*** Study material Section Begins ***

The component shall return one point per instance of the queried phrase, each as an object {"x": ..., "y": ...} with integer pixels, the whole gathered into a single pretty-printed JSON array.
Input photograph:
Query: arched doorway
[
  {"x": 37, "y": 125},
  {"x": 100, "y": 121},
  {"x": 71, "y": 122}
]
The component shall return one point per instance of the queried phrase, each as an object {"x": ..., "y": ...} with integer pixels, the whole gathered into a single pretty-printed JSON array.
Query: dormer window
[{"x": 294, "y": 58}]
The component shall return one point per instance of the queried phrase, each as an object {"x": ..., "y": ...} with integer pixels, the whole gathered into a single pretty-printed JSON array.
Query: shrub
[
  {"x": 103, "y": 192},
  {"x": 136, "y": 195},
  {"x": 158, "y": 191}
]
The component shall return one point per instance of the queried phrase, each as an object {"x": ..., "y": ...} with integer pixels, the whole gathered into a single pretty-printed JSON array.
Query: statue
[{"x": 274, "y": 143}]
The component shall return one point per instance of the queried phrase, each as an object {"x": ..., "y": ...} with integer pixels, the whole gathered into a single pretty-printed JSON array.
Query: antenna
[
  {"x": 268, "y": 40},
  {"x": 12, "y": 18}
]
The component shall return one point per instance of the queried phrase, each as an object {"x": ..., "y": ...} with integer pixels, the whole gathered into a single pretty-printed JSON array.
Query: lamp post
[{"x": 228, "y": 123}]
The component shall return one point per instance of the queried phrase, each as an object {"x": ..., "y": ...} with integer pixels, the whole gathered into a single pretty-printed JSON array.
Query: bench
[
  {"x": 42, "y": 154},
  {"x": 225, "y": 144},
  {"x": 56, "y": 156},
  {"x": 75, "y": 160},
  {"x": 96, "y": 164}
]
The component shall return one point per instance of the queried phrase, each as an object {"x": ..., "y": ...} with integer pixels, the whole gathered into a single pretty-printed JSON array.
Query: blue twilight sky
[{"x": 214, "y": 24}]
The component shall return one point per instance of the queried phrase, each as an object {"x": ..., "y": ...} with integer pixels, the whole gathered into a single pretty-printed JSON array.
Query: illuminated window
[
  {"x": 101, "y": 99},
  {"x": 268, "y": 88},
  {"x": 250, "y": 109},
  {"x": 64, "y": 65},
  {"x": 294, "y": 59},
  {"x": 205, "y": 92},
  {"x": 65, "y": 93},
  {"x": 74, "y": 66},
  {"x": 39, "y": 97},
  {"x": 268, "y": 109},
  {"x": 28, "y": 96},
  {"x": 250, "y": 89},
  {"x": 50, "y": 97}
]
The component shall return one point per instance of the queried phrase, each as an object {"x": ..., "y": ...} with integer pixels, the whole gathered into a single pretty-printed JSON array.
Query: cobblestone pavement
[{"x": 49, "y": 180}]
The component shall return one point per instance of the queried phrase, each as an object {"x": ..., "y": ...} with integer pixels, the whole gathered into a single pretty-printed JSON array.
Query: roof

*** Study material Section Ends ***

▶ **What this task involves**:
Counting the line that contains "Query: illuminated window" as the first, copy exactly every line through the end of the records, and nothing else.

▶ **Result of the exercise**:
Query: illuminated window
[
  {"x": 101, "y": 99},
  {"x": 268, "y": 88},
  {"x": 250, "y": 109},
  {"x": 64, "y": 65},
  {"x": 294, "y": 59},
  {"x": 205, "y": 92},
  {"x": 65, "y": 93},
  {"x": 74, "y": 66},
  {"x": 39, "y": 97},
  {"x": 268, "y": 109},
  {"x": 28, "y": 96},
  {"x": 250, "y": 89},
  {"x": 50, "y": 97}
]
The component shall return one point per instance of the queried phrase, each as an object {"x": ..., "y": ...} with integer pixels, the whole gathered into a single pretty-printed JSON array.
Query: cobblestone pavement
[{"x": 49, "y": 180}]
The component shall return one point per instance of the queried phrase, each as an object {"x": ..., "y": ...} with integer pixels, the whole gathered into a single pretty-printed JSON array.
Query: roof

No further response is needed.